··· INPUT DATA
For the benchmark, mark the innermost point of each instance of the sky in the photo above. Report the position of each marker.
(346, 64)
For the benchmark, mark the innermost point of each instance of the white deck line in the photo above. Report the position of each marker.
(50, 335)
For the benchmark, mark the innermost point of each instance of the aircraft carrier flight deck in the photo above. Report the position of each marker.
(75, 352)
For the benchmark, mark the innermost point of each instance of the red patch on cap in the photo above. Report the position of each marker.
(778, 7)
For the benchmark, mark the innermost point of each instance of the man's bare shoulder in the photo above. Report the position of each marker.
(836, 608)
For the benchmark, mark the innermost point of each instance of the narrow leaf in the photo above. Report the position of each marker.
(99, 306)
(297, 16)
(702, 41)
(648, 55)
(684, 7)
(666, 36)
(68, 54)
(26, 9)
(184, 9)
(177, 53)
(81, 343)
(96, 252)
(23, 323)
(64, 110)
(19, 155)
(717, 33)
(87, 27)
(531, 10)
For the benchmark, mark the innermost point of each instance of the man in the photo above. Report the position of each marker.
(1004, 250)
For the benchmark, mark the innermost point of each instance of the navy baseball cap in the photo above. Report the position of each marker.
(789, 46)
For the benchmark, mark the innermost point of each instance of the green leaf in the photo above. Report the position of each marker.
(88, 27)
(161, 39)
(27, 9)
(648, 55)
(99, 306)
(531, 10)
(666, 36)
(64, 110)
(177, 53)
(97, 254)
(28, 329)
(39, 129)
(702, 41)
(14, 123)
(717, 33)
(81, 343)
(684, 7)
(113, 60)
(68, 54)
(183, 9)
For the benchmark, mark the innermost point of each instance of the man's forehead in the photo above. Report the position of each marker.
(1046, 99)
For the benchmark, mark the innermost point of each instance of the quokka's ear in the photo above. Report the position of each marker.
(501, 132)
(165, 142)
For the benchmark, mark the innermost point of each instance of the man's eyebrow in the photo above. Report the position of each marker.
······
Rewrite the listing above with every "innermost point" changed to "central point" and nothing else altered.

For the benchmark, mark the central point of each instance of the sky in the photo above. Report the position of each marker.
(346, 64)
For the benchmark, mark the central point of each instance of the white deck line in the photo above. Report the position of each marker.
(50, 335)
For the benchmark, mark the central point of each instance of the aircraft carrier flight deck in the photo above. Report the position of each marker.
(75, 352)
For the benchmark, mark the central point of each instance of the red patch on cap in the photo above. Report the position of each marker.
(778, 7)
For the benchmark, mark the central point of each instance of the man's bare shoulder in the photo above. Report the position of each marker.
(836, 608)
For the benchmark, mark the central point of each instance of the narrow leaf in the photo above. Report the position of each marker.
(99, 306)
(297, 16)
(702, 41)
(648, 55)
(684, 7)
(666, 36)
(68, 54)
(26, 9)
(184, 9)
(177, 53)
(81, 343)
(96, 252)
(23, 323)
(64, 110)
(19, 155)
(717, 33)
(87, 27)
(531, 10)
For the benchmark, mark the central point of each instance of the man in the photo above. Report the position of each marker.
(1004, 250)
For the benchmark, mark the central point of each instance of the navy baseball cap in the photo above. Report the position of each marker.
(789, 46)
For the benchmark, mark the central point of each instance of the green leaf in the photo above. Report the position of each marker.
(88, 27)
(161, 39)
(27, 9)
(648, 55)
(99, 306)
(531, 10)
(666, 36)
(64, 110)
(177, 53)
(97, 254)
(28, 329)
(39, 129)
(702, 41)
(14, 123)
(717, 33)
(81, 343)
(684, 7)
(113, 60)
(68, 54)
(183, 9)
For the benchmark, mark the central point of each instance of the man's forehead in the photo above. Report the position of each marker.
(1046, 99)
For the benchmark, mark the central point of each instance of the quokka's ear in the photo above. Report the position of each marker.
(501, 132)
(165, 142)
For the benchmark, mark the central point of each instance of the man's eyebrow in the photo above. Report the position of each marker.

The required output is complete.